§ Text
▬▬▬▬▬▬▬▬▬▬

PhD Projects

PhD projects within the framework of numerical astrophysics as carried out by the CAST group (see our research pages) are always available on request.

Please contact
A. Burkert (burkert[at]
B. Ercolano (ercolano[at]
K. Dolag (dolag[at]
for possible projects.

Funding for PhD projects can be obtained by applying to the "International Max Planck Research School on Astrophysics (IMPRS)", the "Cluster of Excellence for Fundamental Physics (Origin and Structure of the Universe)" or the current "DFG Schwerpunktprogramm ISM", or sometimes by 3rd party funding obtained by individual group members.

Currently ongoing PhD projects
TAngular momentum properties of galaxies using the Magneticum Pathfinder simulations

Angular momentum properties of galaxies using the Magneticum Pathfinder simulations

We investigate the connection between the morphology and the angular momentum properties of galaxies using the Magneticum Pathfinder simulations. Furthermore, we test the dependency of the morphology on the environment. Finally, we will study the changes of galaxy/cluster properties in a ΛCDM universe including massive neutrinos as one of the DM components.
Adelheid Teklu
The engines of galaxies: towards a better understanding of active galactic nuclei

The engines of galaxies: towards a better understanding of active galactic nuclei

Almost every galaxy hosts a supermassive black hole. This black hole is located in the center of the galaxy and is fueled by in-falling gas, either from the galaxy itself or due to mergers with other galaxies or smaller substructures. Whether gas is accreted or not depends strongly on its properties such as the temperature or angular momentum. Only a fraction of the accreted matter leads to mass growth of the black hole, while the remaining energy is emitted by the black hole (AGN feedback) in the form of radiation and mechanical outflows (jets). In large cosmological simulations the gas properties and different types of AGN feedback are often neglected. To include such effects I develop sub-grid models and use the Magneticum Pathfinder simulations at first to test the models and then to implement them in larger simulations. These simulations can be useful for making predictions i.e. for scaling relations between black holes and their host galaxies or to understand the clustering of AGN depending on their properties and environment. This can be used i.e. to estimate cluster masses from observables or to calibrate X-ray and SZ observables.

▬▬▬▬▬▬▬▬▬▬

§ Records
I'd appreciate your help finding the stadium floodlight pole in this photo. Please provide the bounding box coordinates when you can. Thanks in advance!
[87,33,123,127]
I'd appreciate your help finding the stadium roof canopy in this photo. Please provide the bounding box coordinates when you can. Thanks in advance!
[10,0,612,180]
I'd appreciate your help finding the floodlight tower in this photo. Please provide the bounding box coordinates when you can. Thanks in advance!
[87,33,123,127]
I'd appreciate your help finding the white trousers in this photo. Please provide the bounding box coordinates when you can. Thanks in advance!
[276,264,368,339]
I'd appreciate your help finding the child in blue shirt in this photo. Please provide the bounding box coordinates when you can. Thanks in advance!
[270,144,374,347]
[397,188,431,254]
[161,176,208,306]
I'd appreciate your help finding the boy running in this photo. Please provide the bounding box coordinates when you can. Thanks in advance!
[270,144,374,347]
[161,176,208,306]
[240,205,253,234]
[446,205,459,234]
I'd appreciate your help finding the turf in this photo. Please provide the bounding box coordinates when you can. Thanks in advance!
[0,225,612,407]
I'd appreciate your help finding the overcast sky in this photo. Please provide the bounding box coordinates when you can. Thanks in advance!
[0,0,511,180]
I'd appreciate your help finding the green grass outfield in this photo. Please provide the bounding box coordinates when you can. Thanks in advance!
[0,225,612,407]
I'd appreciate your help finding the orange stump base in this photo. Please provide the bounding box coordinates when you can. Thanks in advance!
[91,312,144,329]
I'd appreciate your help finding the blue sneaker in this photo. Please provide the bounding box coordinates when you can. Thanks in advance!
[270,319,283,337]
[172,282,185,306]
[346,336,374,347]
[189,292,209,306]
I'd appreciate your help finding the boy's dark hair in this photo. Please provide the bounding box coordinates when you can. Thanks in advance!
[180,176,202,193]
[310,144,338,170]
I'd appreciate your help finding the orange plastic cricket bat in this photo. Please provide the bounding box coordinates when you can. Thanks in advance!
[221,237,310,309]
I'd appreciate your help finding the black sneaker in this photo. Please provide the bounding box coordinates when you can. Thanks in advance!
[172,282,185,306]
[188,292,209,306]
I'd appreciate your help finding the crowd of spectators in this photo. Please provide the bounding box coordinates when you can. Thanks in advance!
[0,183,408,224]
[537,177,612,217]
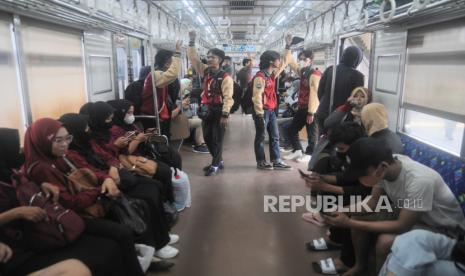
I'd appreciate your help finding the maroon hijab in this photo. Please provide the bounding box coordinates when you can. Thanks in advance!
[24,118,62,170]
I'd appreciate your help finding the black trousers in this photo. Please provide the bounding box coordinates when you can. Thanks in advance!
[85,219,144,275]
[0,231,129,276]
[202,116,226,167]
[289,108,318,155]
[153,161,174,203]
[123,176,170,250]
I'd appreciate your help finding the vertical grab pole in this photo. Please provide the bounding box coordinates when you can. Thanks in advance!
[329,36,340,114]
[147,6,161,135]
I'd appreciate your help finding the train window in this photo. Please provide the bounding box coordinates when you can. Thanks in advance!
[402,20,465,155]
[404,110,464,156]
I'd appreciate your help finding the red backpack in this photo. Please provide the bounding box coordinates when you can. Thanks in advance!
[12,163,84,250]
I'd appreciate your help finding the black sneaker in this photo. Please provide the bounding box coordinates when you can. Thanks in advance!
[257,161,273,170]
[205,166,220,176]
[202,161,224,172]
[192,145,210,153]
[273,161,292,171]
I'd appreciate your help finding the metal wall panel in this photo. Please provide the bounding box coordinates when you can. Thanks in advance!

▬▬▬▬▬▬▬▬▬▬

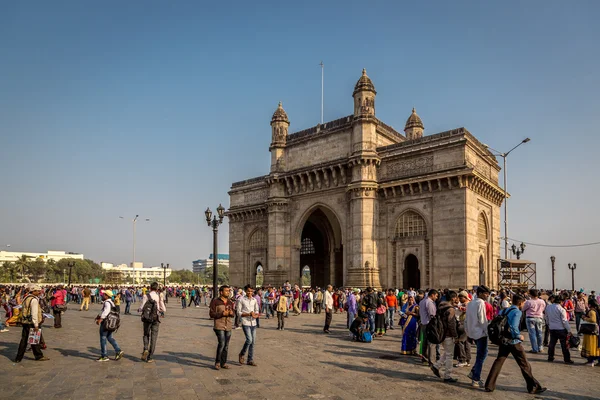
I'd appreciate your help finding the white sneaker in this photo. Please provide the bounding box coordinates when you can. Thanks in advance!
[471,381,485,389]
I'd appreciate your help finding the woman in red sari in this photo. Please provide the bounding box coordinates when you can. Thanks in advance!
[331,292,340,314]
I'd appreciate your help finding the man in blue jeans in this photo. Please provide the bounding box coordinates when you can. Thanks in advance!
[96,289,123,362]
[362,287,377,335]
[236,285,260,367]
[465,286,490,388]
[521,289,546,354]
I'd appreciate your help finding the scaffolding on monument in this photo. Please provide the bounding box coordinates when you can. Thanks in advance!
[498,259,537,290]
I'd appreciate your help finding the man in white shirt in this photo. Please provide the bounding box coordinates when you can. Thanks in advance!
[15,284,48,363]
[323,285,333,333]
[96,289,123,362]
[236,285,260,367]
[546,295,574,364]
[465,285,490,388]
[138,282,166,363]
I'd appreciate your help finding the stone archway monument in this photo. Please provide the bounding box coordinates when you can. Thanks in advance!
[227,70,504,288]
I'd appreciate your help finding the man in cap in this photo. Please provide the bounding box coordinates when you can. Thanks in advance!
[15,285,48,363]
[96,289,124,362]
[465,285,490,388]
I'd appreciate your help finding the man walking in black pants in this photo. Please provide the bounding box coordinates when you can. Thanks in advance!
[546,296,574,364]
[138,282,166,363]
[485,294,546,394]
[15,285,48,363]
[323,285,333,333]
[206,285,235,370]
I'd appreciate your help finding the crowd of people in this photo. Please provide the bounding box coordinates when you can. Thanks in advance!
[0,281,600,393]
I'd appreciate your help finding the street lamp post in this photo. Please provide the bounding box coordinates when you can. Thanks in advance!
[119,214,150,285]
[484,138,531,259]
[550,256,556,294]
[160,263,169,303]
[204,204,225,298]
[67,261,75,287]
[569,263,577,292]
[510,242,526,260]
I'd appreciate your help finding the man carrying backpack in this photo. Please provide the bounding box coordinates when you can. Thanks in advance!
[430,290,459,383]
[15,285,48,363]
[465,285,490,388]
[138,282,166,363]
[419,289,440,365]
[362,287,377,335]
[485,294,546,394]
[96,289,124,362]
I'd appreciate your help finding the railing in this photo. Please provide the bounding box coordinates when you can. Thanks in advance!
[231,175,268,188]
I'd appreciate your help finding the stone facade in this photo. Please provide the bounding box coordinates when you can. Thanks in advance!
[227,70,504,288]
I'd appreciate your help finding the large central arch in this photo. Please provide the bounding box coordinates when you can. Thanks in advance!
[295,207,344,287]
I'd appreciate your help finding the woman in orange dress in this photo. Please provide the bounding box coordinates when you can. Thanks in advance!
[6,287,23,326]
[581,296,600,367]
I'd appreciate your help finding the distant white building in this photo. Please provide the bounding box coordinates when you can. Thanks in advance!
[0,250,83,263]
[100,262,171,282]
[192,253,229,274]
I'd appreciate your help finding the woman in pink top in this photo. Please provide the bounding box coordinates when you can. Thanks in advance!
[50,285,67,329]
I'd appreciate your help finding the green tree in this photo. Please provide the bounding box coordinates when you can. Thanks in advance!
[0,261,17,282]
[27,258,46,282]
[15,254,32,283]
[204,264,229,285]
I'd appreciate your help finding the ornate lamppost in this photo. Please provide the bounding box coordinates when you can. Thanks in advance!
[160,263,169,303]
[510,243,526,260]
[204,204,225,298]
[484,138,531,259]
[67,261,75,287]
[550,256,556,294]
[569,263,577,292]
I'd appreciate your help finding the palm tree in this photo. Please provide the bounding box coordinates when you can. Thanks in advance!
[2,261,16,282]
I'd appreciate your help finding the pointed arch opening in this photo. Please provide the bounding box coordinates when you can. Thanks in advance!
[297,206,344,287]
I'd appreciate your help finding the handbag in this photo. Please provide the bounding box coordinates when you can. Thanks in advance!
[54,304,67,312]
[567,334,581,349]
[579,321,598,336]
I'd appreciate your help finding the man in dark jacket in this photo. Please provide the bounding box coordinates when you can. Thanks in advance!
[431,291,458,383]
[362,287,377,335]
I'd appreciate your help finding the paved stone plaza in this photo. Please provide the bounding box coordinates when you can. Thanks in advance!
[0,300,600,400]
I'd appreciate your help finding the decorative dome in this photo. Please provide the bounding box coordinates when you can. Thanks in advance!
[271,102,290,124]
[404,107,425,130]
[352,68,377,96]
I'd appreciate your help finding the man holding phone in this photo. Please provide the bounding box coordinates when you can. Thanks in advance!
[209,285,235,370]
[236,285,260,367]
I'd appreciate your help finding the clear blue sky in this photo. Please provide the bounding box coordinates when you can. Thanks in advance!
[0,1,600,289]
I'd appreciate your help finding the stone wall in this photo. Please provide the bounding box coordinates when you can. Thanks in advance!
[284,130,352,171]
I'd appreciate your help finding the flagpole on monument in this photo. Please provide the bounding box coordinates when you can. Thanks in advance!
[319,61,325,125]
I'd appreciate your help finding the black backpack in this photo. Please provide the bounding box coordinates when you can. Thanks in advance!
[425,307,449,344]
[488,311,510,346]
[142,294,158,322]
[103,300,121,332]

▬▬▬▬▬▬▬▬▬▬

§ Written problem
Please resume the text on PhD projects in numerical astrophysics, continuing it from its last sentence.

§ Task result
Lisa Steinborn
The Galactic Center cloud G2 as an outflow from a central star

The Galactic Center cloud G2 as an outflow from a central star

The gas and dust cloud G2 is orbiting around SgrA* on a very eccentric orbit and it has been passing pericenter in the early 2014 (Gillessen et al., 2012, 2013a,b, Pfuhl et al., 2015). Its discovery has triggered a large interest in the astronomical community, with several speculations on its fate, in its interaction with the hot surrounding gas and with the supermassive black hole in the Center of the Milky Way. However, the nature of G2 is still a matter of debate. In this PhD project, 2D and 3D AMR hydrodynamic simulations allowed us to test one specific scenario, namely G2 being the outflow from a central source (Ballone et al., 2013; in preparation; see also De Colle et al., 2014). This meant implementing the injection of gas in the simulation from an inner moving boundary on the best-fit observed orbit. A first set of simulations in 2D allowed us to study, with high resolution, the structure of such an outflow and to get an estimate of the parameters - namely the mass-loss rate and the velocity of the outflow -, needed to reproduce the observational properties of G2. The output values are compatible with those of a T Tauri star, as already suggested by Scoville $ Burkert (2013). Most recent simulations in 3D cartesian coordinates, using the AMR implementation of PLUTO, allow us a stricter comparison with the current IR observations, through the construction of mock position-velocity (PV) diagrams for the integral field spectrograph SINFONI at VLT.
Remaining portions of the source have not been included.